=== EXCERPTED TEXT ===
┌──
Nonlinear filters in topology optimization: existence of solutions and efficient implementation for minimum compliance problems

15 Dec.,2022


Cap Filter Mesh

On the computational complexity

In our previous paper (Wadbro and Hägg 2015), we showed that if the computational domain is discretized into n elements in a regular grid, the neighborhood shape is a polytope, and equal weighting within each neighborhood is used, then the fW-mean filter can be applied with computational complexity O(n). The O(n) algorithm is based on recursively adding and subtracting moving sums. Moreover, the computational complexity can be bounded independent of the size of the neighborhoods.
└──
=== DATA EXCERPTS ===
┌──
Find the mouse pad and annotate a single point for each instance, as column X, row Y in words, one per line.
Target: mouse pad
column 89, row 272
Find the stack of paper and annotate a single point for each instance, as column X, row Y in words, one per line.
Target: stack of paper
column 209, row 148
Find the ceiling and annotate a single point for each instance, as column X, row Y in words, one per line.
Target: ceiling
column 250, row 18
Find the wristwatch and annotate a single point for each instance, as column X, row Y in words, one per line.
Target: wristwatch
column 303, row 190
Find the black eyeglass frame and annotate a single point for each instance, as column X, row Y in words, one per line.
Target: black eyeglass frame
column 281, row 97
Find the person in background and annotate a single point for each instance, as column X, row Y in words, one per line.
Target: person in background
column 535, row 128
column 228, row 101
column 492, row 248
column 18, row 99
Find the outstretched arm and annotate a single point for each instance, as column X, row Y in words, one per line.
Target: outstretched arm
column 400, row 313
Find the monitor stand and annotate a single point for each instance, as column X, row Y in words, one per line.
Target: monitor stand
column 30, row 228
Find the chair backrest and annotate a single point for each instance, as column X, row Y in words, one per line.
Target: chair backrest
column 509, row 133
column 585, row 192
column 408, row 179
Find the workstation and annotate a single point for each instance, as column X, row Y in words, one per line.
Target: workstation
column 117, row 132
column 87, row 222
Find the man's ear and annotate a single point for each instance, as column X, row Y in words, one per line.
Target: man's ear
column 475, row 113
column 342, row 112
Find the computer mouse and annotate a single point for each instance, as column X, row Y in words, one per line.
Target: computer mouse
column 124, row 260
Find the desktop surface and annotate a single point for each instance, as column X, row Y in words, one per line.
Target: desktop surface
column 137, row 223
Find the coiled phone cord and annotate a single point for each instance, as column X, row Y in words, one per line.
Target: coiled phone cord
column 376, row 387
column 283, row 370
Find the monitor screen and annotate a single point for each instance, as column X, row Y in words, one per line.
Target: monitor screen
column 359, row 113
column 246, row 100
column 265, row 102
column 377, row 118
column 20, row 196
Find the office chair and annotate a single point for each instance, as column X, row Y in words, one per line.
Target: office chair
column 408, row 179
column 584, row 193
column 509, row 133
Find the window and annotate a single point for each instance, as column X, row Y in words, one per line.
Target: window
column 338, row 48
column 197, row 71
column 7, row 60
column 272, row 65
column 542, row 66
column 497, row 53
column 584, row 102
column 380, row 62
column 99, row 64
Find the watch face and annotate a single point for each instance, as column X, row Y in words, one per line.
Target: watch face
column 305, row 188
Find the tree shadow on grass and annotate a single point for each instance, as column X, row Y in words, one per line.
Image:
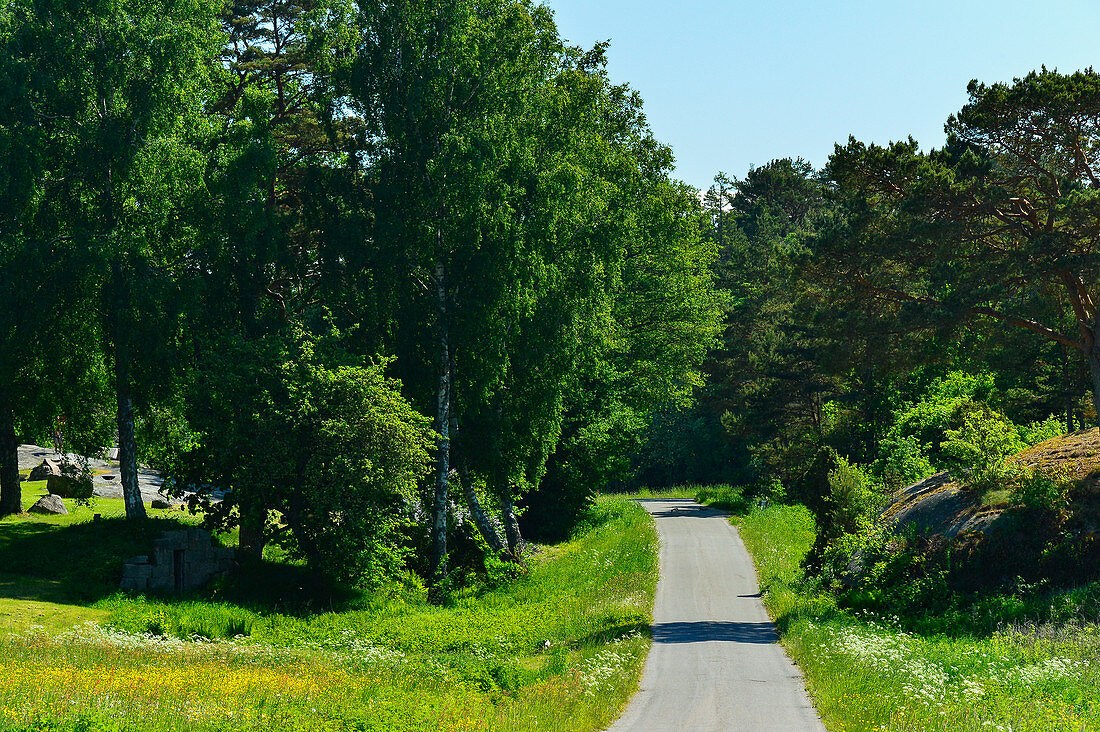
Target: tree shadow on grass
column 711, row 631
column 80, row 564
└──
┌──
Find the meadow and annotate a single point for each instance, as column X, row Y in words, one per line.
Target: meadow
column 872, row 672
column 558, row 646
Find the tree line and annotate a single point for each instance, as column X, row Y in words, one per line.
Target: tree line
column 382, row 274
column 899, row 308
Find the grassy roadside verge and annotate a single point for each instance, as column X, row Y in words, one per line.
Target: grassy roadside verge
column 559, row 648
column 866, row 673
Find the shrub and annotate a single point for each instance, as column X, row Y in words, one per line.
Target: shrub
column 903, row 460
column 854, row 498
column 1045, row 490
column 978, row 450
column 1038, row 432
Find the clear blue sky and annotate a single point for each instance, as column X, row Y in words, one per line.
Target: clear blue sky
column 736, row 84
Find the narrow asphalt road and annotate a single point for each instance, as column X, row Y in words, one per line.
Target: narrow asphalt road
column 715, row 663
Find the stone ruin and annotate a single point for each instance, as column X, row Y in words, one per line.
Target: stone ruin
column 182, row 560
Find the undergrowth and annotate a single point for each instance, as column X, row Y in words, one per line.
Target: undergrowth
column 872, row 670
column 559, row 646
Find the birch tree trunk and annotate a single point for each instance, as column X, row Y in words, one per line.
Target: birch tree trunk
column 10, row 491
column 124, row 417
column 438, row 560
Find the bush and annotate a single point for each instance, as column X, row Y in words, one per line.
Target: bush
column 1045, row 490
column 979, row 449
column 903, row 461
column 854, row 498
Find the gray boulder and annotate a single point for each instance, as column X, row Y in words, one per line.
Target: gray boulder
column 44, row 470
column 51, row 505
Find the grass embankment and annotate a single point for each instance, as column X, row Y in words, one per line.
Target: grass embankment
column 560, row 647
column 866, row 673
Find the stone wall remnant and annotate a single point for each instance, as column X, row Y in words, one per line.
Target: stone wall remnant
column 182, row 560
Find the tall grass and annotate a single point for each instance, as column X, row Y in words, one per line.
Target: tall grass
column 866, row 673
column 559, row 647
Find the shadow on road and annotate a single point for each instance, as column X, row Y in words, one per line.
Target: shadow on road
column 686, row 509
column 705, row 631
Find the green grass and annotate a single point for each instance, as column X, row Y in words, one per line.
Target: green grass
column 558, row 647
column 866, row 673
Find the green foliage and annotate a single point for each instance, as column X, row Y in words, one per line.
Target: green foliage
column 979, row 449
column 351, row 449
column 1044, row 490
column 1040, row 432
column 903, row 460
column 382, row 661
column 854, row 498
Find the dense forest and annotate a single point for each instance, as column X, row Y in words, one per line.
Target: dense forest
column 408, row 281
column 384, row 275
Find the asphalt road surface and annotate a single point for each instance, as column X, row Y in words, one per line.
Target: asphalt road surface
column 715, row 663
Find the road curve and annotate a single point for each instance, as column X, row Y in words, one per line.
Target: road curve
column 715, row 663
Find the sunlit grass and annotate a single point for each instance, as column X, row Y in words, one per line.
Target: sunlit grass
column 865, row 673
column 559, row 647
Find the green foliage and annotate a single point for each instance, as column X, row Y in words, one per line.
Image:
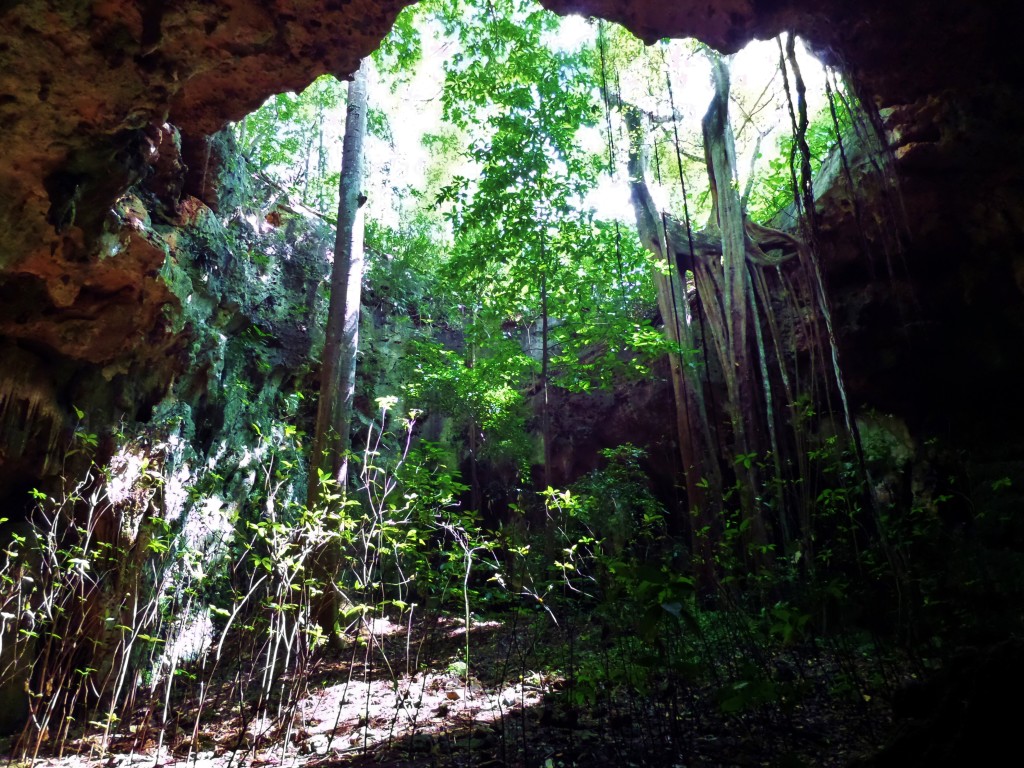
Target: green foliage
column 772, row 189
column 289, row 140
└──
=== LIST OF TASKS ===
(a) Render the entries starting at the line containing "Find the shrub" and ending at the line containing "column 736, row 84" as a two-column CSV with the headers request and answer, one row for each entry. Put each field in quotation marks and replace any line breaks with spaces.
(b) Continue the text on the computational complexity of the fW-mean filter from the point where it stops.
The entries have no connection to the text on nonlinear filters in topology optimization.

=== RESPONSES IN ORDER ===
(a)
request,answer
"Find the shrub and annotate a single point for each instance, as column X, row Y in words, one per line. Target: shrub","column 903, row 460 column 854, row 498 column 1045, row 490 column 978, row 450 column 1038, row 432"
"Find the clear blue sky and annotate a single point for each instance, as column X, row Y in words, one per line. Target: clear blue sky","column 736, row 84"

(b)
Non-equal weighting within neighborhoods can be achieved by sequentially applying the same equally weighted fW-mean filter twice (or more). More precisely, when applying an equally-weighted fW-mean filter twice, we have that

$$ \boldsymbol{F}(\boldsymbol{F}(\boldsymbol{\rho})) = \boldsymbol{f}^{-1}\left( \boldsymbol{W}^{2} \boldsymbol{f}(\boldsymbol{\rho}) \right). $$


The weight matrix W 2 has, in general and for each neighborhood, weights that decay from the neighborhood center. Figure 1 illustrates the weights corresponding to the first three powers of W = D −1 G, from top to bottom W, W 2, and W 3, for an octagonal (left column) and a rectangular neighborhood (right column). If the neighborhood shape is a convex polytope \(\mathcal {P}\subset \mathbb {R}^{d}\), then it can be shown that a neighborhood shape corresponding to W 2 is \(2\mathcal {P}\).

Fig. 1

Illustration of the first three powers (from top to bottom) of the weight matrix, W = D −1 G, W 2, W 3, for an octagonal and a rectangular neighborhood (left and right column, respectively)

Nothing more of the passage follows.